[Recorded information — start]

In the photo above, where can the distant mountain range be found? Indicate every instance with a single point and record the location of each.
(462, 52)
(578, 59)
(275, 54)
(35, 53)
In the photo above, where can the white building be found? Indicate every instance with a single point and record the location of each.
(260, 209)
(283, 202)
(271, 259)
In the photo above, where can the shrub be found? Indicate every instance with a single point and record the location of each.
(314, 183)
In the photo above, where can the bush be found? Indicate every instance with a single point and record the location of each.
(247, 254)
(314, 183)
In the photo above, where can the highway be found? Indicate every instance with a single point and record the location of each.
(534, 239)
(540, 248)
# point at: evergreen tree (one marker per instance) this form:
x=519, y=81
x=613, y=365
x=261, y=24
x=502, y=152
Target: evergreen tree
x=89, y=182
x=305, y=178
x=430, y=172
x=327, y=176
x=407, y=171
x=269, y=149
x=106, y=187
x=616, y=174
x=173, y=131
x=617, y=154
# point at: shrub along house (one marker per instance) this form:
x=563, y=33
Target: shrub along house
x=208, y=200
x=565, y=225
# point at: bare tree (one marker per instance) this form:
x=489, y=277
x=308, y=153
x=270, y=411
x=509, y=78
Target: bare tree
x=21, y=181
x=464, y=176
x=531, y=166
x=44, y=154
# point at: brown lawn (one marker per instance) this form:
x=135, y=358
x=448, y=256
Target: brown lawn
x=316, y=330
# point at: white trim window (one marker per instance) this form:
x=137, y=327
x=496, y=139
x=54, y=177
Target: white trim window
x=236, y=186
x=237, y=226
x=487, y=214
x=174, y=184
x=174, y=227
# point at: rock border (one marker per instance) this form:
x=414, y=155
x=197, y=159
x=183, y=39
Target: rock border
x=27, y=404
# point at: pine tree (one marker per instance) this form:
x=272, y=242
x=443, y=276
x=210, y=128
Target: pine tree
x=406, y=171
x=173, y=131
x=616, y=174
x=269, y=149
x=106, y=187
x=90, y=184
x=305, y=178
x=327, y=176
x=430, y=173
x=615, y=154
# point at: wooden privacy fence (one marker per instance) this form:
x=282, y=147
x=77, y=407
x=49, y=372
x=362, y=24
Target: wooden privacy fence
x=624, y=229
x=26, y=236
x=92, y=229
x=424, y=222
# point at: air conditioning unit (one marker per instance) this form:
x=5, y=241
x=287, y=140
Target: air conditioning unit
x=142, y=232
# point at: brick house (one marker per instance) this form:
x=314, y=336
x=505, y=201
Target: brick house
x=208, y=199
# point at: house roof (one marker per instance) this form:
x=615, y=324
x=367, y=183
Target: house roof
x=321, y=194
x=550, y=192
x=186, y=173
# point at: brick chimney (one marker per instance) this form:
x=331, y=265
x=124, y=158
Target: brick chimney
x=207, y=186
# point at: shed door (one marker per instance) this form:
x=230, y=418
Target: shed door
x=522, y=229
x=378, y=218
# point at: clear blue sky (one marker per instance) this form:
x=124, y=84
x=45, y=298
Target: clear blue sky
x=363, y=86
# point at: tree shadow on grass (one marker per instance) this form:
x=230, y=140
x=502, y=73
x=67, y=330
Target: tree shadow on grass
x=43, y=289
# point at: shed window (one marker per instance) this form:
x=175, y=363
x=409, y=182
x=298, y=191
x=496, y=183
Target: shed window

[Recorded information — finish]

◆ Work instructions
Only the last part of the entries above is needed: please copy the line with "Target: shed door" and each line after it exactly.

◆ Answer to the exercise
Target: shed door
x=522, y=229
x=378, y=218
# point at: clear blue sky (one marker per instance) this form:
x=124, y=84
x=45, y=298
Target: clear blue sky
x=363, y=86
# point at: tree shadow on grass (one marker per instance) this form:
x=230, y=140
x=502, y=73
x=67, y=330
Target: tree shadow on grass
x=43, y=289
# point at: shed window (one marker per instance) this form:
x=175, y=363
x=409, y=182
x=298, y=191
x=496, y=183
Target: shed window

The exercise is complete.